*Work instruction*:
The reply has to contain each record exactly as written.

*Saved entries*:

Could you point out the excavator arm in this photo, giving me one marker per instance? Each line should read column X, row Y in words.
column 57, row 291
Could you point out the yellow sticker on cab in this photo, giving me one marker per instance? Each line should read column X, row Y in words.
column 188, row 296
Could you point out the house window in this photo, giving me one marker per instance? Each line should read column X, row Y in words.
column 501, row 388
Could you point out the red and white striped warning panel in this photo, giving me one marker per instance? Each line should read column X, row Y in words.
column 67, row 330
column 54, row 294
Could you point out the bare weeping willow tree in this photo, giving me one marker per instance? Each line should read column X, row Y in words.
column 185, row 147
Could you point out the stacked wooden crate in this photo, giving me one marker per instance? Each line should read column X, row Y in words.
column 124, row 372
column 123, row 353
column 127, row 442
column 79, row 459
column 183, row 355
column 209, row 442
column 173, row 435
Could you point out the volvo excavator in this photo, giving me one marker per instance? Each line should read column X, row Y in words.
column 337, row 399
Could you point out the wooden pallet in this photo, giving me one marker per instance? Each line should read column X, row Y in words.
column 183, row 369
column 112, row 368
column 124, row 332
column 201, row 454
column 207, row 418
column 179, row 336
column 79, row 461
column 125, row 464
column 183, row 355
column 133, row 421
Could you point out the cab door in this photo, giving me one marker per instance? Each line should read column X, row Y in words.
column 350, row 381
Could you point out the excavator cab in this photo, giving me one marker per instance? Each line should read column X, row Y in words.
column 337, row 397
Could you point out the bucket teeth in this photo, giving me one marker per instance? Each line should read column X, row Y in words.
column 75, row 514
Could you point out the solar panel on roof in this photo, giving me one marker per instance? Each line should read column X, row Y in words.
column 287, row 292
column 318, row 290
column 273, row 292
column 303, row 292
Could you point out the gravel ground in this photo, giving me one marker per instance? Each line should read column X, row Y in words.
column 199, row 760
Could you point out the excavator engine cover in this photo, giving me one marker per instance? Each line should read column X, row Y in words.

*Answer space*:
Could you point out the excavator arm in this photo, giving me one marker per instance? Each line should read column X, row Y in words.
column 57, row 291
Could you point out the yellow sticker on cab in this photo, giving me one marker per instance? Each line should read column X, row Y in words.
column 188, row 296
Could you point out the house window in this photo, giving me one marker per instance? Each line should read column X, row Y in words.
column 501, row 388
Could you point out the red and white striped warning panel in this photo, giving me one marker per instance? Each line should read column X, row Y in words.
column 67, row 330
column 54, row 294
Could you point out the bare weeping willow tree in this photo, giving me one marker per instance? Each line should read column X, row Y in words.
column 185, row 147
Could you point out the stacked wooden crate in this photo, giving me one marker per instance? Each line should read column X, row Y in words.
column 124, row 372
column 123, row 353
column 127, row 442
column 79, row 459
column 183, row 355
column 209, row 442
column 173, row 435
Could you point out the volvo excavator in this photo, giving me one marker per instance? Each line should read column X, row Y in words.
column 337, row 399
Could you point out the wooden pallet in this photo, giving me one marker per instance? Each line should read column X, row Y in words.
column 183, row 369
column 112, row 368
column 124, row 332
column 201, row 454
column 207, row 418
column 179, row 336
column 79, row 461
column 125, row 464
column 183, row 355
column 133, row 421
Could you point out the cab door in this photo, giving me one marker per instance? Each line should read column X, row Y in words.
column 350, row 381
Could you point out the excavator cab in this photo, giving me one marker per instance? Each line should read column X, row Y in words.
column 337, row 397
Could you point out the bucket teeth in this photo, giving me one marker per instance? Each line should read column X, row Y in words.
column 75, row 514
Could you point out the solar panel on roof in this photo, giving me one marker per instance? Each line should read column X, row Y in words.
column 287, row 292
column 318, row 290
column 273, row 292
column 303, row 292
Could you point out the gravel ground in this photo, giving me one marker per instance? Each line should read column X, row Y in words.
column 199, row 760
Could you point out the excavator engine cover in this photo, giving me one marker per instance? Each line should read column X, row Y in words.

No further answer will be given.